Disons cepen­dant que c’est avec convic­tion que cha­cun en parle, tous y aspirent, puisque tous s’as­so­cient et que l’as­so­cia­tion a pour but aide et pro­tec­tion à cha­cun de ses membres. Le légis­la­teur se groupe le finan­cier s’u­nit, les com­mer­çants et indus­triels se syn­diquent, l’ou­vrier, le manou­vrier, l’employé et l’ar­tiste se syn­diquent aus­si, tous se lient, se liguent, se coa­lisent pour se pro­té­ger mutuel­le­ment et défendre leurs inté­rêts. C’est par le grou­pe­ment que le fai­seur de lois fait de l’op­po­si­tion et par elle explique son exis­tence inutile. c’est uni que l’a­gio­teur vend son argent sur le mar­ché finan­cier et par la plus mons­trueuse spé­cu­la­tion assure ain­si sa domi­na­tion. Syn­di­qués, les arti­sans du haut com­merce et de la grosse indus­trie orga­nisent la concur­rence et mono­po­lisent. Syn­di­qués, les pro­lé­taires tentent de pro­té­ger leurs salaires, mais se liguant seule­ment et par frac­tion dans leurs caté­go­ries pro­fes­sion­nelles, ils ne réus­sissent qu’a entre­te­nir entre eux les plus ridi­cules et plus funestes riva­li­tés. Tous enfin, tous s’u­nissent, mais divi­sés en deux classes et sub­di­vi­sés par castes et dans un ordre hié­rar­chique tous s’u­nissent, mais c’est par groupes dont les inté­rêts sont oppo­sés et dans les­quels chaque indi­vi­du a sa place mar­quée, son pri­vi­lège ou sa peine. La jouis­sance pour l’un la misère pour l’autre.

********************

## Énoncé écrit A
Répondez à ces questions d'après le texte sur l'association :
(i) Quel but l'association a-t-elle pour chacun de ses membres ?
(ii) Que font les artisans du haut commerce et de la grosse industrie une fois syndiqués ?
(iii) En combien de classes tous sont-ils divisés lorsqu'ils s'unissent ?
## Énoncé écrit B
Prolongez le texte sur l'association en reprenant après sa dernière phrase.
Les enregistrements n'ont aucun lien avec le texte sur l'association.

********************

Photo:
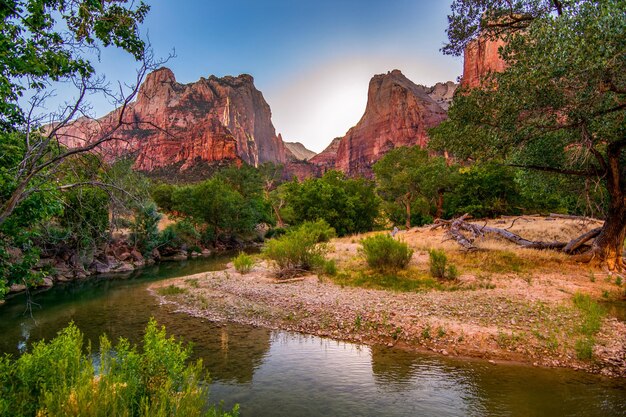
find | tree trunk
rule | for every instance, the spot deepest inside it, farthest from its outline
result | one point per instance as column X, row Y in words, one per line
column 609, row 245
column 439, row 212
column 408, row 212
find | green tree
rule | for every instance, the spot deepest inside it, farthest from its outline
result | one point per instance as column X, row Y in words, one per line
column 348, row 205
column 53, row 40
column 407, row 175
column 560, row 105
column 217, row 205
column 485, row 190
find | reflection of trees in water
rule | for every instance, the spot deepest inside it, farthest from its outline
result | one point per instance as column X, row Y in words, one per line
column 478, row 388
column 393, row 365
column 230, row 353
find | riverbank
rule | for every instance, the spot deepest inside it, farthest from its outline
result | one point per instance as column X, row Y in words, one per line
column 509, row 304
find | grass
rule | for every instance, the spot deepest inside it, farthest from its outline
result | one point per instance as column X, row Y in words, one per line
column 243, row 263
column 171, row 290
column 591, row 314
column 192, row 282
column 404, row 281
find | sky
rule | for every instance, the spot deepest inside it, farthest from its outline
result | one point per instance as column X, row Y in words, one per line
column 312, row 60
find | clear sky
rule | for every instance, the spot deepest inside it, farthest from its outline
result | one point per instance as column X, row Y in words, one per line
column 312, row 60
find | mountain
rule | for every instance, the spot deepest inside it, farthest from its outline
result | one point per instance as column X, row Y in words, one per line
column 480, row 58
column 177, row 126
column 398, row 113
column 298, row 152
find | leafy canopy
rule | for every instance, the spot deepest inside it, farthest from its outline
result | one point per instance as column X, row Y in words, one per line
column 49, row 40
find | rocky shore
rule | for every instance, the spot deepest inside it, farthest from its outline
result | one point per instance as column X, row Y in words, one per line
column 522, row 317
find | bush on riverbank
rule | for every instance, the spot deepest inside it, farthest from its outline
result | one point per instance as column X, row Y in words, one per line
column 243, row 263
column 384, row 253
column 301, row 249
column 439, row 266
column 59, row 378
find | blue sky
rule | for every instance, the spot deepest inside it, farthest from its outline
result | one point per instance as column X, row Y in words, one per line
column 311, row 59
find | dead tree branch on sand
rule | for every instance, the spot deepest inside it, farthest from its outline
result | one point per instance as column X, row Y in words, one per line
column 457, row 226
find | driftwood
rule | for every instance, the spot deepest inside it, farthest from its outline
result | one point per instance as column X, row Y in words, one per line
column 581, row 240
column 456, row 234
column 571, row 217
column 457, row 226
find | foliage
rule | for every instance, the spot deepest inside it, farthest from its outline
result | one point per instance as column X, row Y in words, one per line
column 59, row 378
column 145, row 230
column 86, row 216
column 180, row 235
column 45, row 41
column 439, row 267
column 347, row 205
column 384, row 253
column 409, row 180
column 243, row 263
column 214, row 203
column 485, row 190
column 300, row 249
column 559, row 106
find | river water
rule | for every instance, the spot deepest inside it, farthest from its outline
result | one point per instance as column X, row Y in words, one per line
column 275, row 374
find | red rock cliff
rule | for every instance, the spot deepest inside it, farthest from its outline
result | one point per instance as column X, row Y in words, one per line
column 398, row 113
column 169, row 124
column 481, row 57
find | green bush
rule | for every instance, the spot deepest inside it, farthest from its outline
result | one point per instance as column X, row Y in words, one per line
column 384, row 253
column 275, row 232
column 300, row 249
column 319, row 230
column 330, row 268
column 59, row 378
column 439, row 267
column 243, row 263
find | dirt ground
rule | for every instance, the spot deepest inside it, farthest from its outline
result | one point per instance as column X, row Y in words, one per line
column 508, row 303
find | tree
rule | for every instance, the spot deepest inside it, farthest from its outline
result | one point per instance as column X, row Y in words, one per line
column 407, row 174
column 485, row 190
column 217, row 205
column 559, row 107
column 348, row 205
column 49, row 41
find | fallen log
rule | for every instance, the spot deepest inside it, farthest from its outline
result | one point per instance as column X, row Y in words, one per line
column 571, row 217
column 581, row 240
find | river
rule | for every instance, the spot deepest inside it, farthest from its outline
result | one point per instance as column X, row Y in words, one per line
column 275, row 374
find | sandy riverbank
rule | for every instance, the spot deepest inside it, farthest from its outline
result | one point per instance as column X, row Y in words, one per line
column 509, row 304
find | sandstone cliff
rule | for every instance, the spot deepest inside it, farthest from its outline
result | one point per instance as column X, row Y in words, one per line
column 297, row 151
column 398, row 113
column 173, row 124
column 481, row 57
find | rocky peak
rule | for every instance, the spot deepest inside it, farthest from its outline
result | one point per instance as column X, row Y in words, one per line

********************

## Résultat A
(i) Elle a pour but l'aide et la protection de chacun de ses membres.
(ii) Ils organisent la concurrence et monopolisent.
(iii) Ils sont divisés en deux classes.

## Résultat B
Ce n’est pas le véri­table besoin qui groupe les hommes, mais les conve­nances pro­fes­sion­nelles ou de for­tunes. La loi natu­relle des affi­ni­tés n’est pour rien dans l’as­so­cia­tion, plus qu’au­tre­fois, la crainte de déro­ger est tout : ici c’est un épi­cier enri­chi qui rêve d’ad­mi­nis­trer les affaires publiques et n’a que du mépris pour le fau­bourg qui l’a fait opu­lent, là c’est un employé de bureau ou de maga­sin que de trop modestes appoin­te­ments obligent à s’a­breu­ver d’eau rou­gie et nour­rir d’arle­quins, et qui cepen­dant n’a que du dédain pour ses pri­vi­lé­giés, beau­coup de tra­vailleurs en blouse. Ailleurs, dans l’a­te­lier, c’est un ouvrier qui fera son pos­sible pour se lier avec des cama­rades plus favo­ri­sés devant vaut le salaire, et fera tout pour s’é­car­ter de ceux dont quelques cen­times dif­fé­ren­tiels dis­tinguent le leur ; par­tout enfin c’est la même incon­sé­quence, le même ridi­cule, cha­cun jalouse ou fait fi de ceux dont la condi­tion ou la pro­fes­sion n’est ou ne parait pas sem­blable a la sienne, et comme pour bien en éta­blir la dif­fé­rence cha­cun a son expres­sion carac­té­ris­tique a l’a­dresse d’au­trui. L’homme reti­ré du négoce sou­tient qu’il connaît l’ou­vrier et affirme en se contrac­tant les lèvres que c’est un — pas grand chose, —pour l’humble appoin­té du bureau c’est un — rien du tout — et tous les tra­vailleurs du chan­tier, de l’a­te­lier ou de la fabrique par­lant loin a loin de cha­cun et dans les termes les plus mépri­sants, il arrive que tous ont la plus détes­table opi­nion de tous.

(À suivre).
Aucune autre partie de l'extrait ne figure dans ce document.